## WORK TO BE COMPLETED
Revise the listing starting at the line that contains "of the nike" and ending at the line that contains "(1003, 297)", replacing "put a pin on" with "mark" and leaving everything else unchanged. Return only those lines.
>> Begin DATA
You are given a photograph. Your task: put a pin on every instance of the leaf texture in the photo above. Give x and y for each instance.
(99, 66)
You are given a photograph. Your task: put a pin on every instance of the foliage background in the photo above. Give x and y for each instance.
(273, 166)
>> End DATA
>> Begin DATA
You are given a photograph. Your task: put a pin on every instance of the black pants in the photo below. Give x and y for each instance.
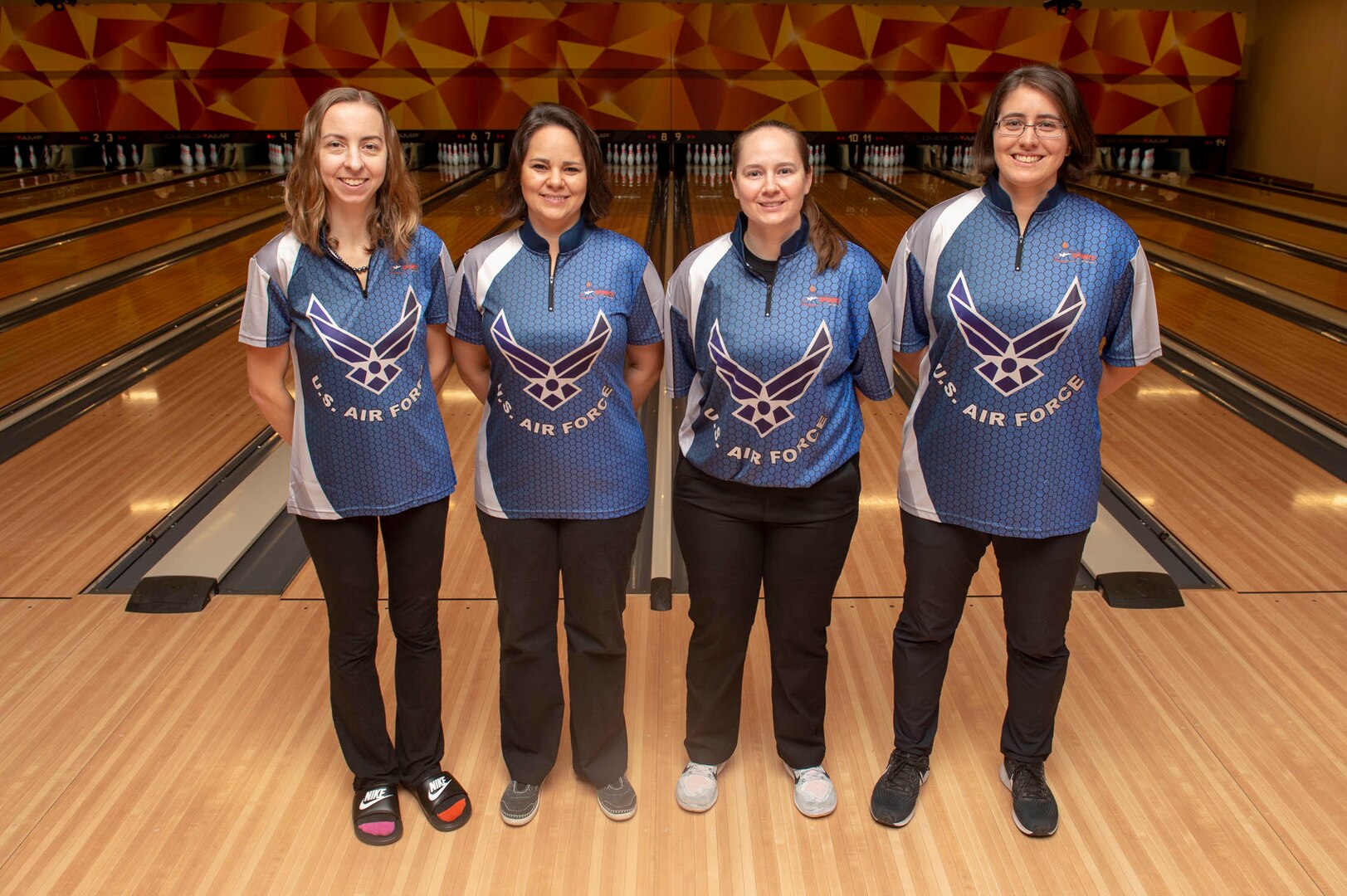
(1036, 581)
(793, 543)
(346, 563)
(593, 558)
>> End DATA
>> Begin DATA
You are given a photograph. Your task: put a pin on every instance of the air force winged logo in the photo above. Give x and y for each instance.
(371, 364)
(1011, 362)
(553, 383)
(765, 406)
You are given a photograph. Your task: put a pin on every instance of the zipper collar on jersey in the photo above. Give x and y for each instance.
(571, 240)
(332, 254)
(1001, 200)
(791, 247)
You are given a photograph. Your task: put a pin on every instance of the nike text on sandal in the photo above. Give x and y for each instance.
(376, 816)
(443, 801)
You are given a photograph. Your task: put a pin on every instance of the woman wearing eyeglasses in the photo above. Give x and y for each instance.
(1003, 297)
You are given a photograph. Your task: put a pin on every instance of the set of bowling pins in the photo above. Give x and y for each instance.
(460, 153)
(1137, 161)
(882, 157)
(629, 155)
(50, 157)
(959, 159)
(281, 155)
>> End DATA
## WRITTEN SOLUTION
You are given a photograph. Your task: mark every instance of the nike text on sandal in the photo above. Give x and y for each instance.
(376, 816)
(443, 801)
You are given a photograph. Your task: mark every instance of the woman wearing eyeglasses in the photo above. Give x and y for each instance.
(1003, 297)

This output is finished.